Imprima, sem alterações, uma parte do texto sobre método de investigação: comece nas palavras que contêm "Faz-se proveitoso observar" e pare após "professor Alasdair MacIntyre.".
___ Trecho do texto ___
É sabido que, quanto a questão do método de estudo, “não existem um método perfeitamente adequado à investigação jurídica”[5], todavia, ele é inteiramente necessário posto que dá ao trabalho um enfoque teórico-problemático. Por isso, propomo-nos a fazer uso do método de investigação dedutivo, ou seja, aquele que “parte do geral para o particular”[6]. Com isso, o que temos em mente é que algumas normas e regras tem direta relação com leis gerais e princípios e, logo, são reflexos dessas.
Faz-se proveitoso observar que o estudo será divido em 3 partes. Em um primeiro momento, trataremos sobre os princípios do liberalismo político em nossa abordagem, focalizando e dando maior atenção, ao pensamento da John Rawls na construção de sua Teoria da Justiça. Isto feito e em um segundo momento, a atenção será ao aposto do pensamento liberal, ou seja, discutiremos sobre os ideais da Teoria Comunitária, tendo como pilar de sustentação um dos principais nomes do comunitarismo, o ilustre professor Alasdair MacIntyre.
___ Itens ___
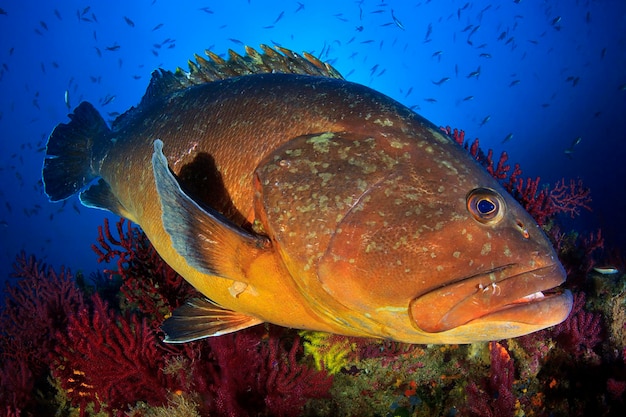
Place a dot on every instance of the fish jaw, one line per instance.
(490, 300)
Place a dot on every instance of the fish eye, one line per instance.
(485, 205)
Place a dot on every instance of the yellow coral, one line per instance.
(329, 352)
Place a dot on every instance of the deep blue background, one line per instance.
(43, 53)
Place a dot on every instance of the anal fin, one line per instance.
(200, 318)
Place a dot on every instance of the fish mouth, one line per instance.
(529, 297)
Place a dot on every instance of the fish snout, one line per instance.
(501, 295)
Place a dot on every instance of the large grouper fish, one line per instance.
(285, 194)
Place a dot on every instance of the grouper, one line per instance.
(286, 194)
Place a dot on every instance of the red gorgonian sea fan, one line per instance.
(37, 305)
(542, 203)
(111, 360)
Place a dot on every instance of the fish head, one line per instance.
(405, 236)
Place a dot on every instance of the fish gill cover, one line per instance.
(543, 82)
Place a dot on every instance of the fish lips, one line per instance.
(529, 297)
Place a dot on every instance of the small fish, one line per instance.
(474, 74)
(372, 246)
(441, 81)
(606, 270)
(428, 32)
(108, 99)
(569, 152)
(474, 30)
(280, 16)
(396, 21)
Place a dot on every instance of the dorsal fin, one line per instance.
(278, 60)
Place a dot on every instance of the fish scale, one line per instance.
(286, 194)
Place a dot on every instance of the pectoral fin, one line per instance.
(200, 318)
(207, 240)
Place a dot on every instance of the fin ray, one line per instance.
(200, 318)
(207, 240)
(71, 151)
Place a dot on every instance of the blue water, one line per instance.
(557, 73)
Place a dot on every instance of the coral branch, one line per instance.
(111, 361)
(495, 397)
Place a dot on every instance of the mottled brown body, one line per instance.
(360, 217)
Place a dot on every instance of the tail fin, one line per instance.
(69, 163)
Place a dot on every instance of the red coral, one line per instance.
(148, 282)
(581, 331)
(111, 360)
(616, 388)
(37, 305)
(253, 371)
(541, 203)
(495, 397)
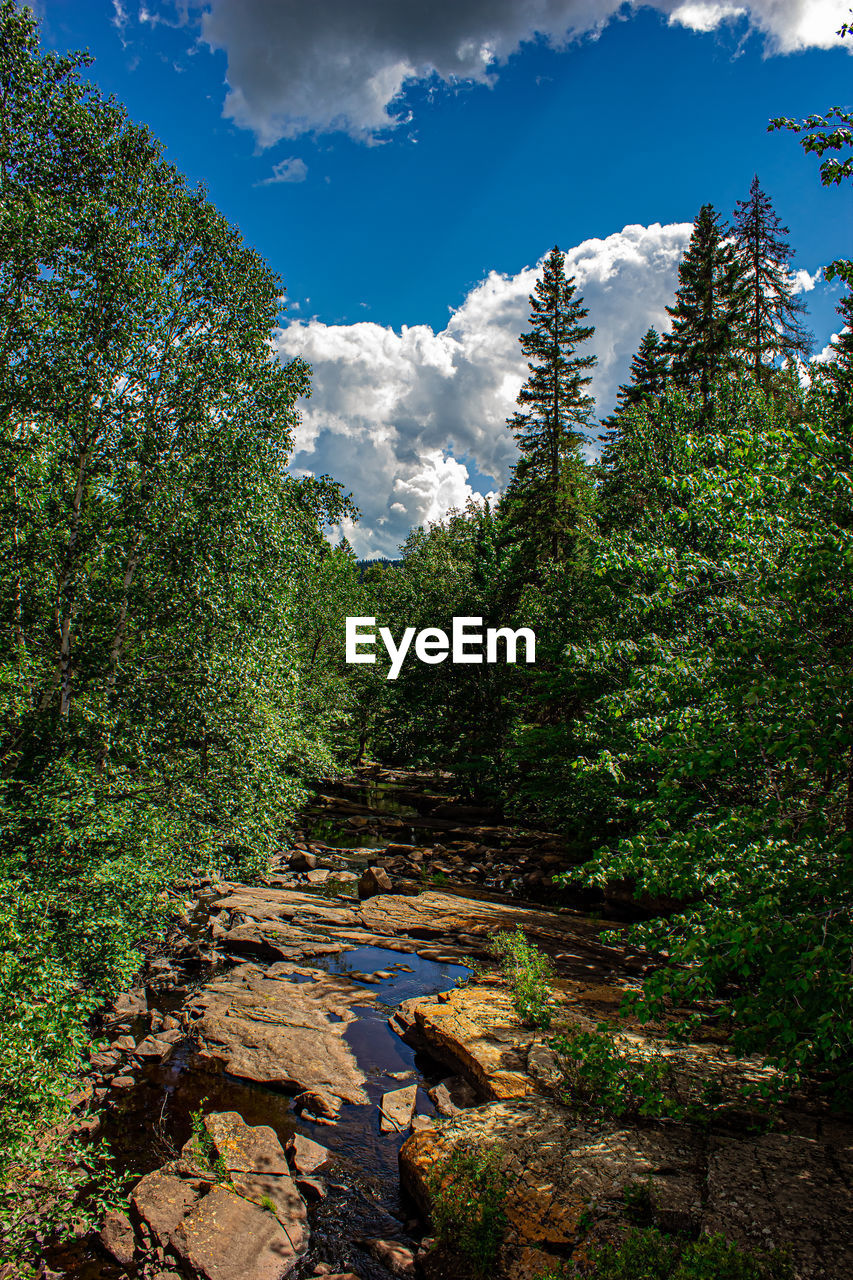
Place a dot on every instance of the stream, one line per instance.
(347, 828)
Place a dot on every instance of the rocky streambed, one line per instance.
(305, 1055)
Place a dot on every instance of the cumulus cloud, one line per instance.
(293, 169)
(404, 417)
(295, 68)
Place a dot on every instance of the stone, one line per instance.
(245, 1148)
(477, 1029)
(228, 1237)
(305, 1155)
(374, 881)
(284, 1194)
(311, 1188)
(118, 1238)
(162, 1201)
(265, 1028)
(397, 1109)
(393, 1255)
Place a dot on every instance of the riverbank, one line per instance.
(304, 1013)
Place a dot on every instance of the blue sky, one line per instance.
(429, 155)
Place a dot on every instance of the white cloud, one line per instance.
(293, 169)
(295, 68)
(401, 417)
(803, 282)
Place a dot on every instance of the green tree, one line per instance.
(772, 329)
(707, 314)
(649, 373)
(550, 490)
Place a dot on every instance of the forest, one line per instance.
(173, 684)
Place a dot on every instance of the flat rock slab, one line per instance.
(305, 1155)
(228, 1237)
(397, 1109)
(246, 1148)
(264, 1027)
(557, 1170)
(477, 1029)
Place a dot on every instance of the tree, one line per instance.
(771, 327)
(548, 492)
(649, 371)
(707, 314)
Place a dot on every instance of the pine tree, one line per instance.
(649, 370)
(771, 324)
(553, 408)
(708, 311)
(649, 373)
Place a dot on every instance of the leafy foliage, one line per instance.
(528, 974)
(468, 1206)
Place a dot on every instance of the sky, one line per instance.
(405, 165)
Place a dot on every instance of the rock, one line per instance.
(319, 1106)
(264, 1028)
(397, 1109)
(228, 1237)
(393, 1255)
(311, 1188)
(452, 1095)
(162, 1201)
(478, 1031)
(556, 1169)
(246, 1148)
(155, 1046)
(301, 860)
(117, 1237)
(543, 1065)
(373, 882)
(305, 1155)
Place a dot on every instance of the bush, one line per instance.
(528, 974)
(648, 1255)
(468, 1196)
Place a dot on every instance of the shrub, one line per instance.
(468, 1193)
(528, 974)
(648, 1255)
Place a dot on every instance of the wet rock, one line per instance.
(557, 1169)
(478, 1031)
(118, 1238)
(228, 1237)
(301, 860)
(397, 1109)
(265, 1028)
(373, 882)
(162, 1201)
(319, 1106)
(305, 1155)
(246, 1148)
(311, 1188)
(393, 1255)
(452, 1095)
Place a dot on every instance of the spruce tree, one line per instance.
(707, 315)
(771, 327)
(649, 370)
(649, 373)
(546, 493)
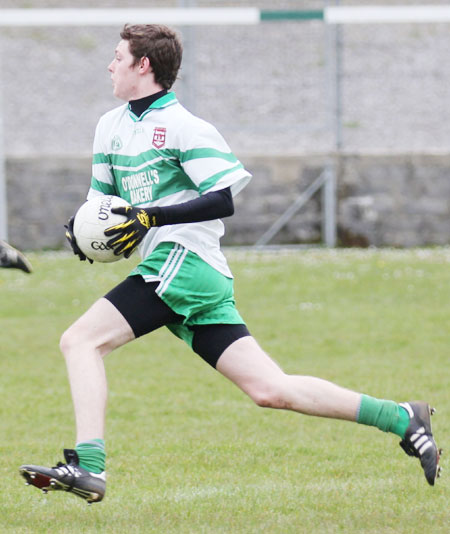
___
-- Resposta do exercício --
Faz-se proveitoso observar que o estudo será divido em 3 partes. Em um primeiro momento, trataremos sobre os princípios do liberalismo político em nossa abordagem, focalizando e dando maior atenção, ao pensamento da John Rawls na construção de sua Teoria da Justiça. Isto feito e em um segundo momento, a atenção será ao aposto do pensamento liberal, ou seja, discutiremos sobre os ideais da Teoria Comunitária, tendo como pilar de sustentação um dos principais nomes do comunitarismo, o ilustre professor Alasdair MacIntyre.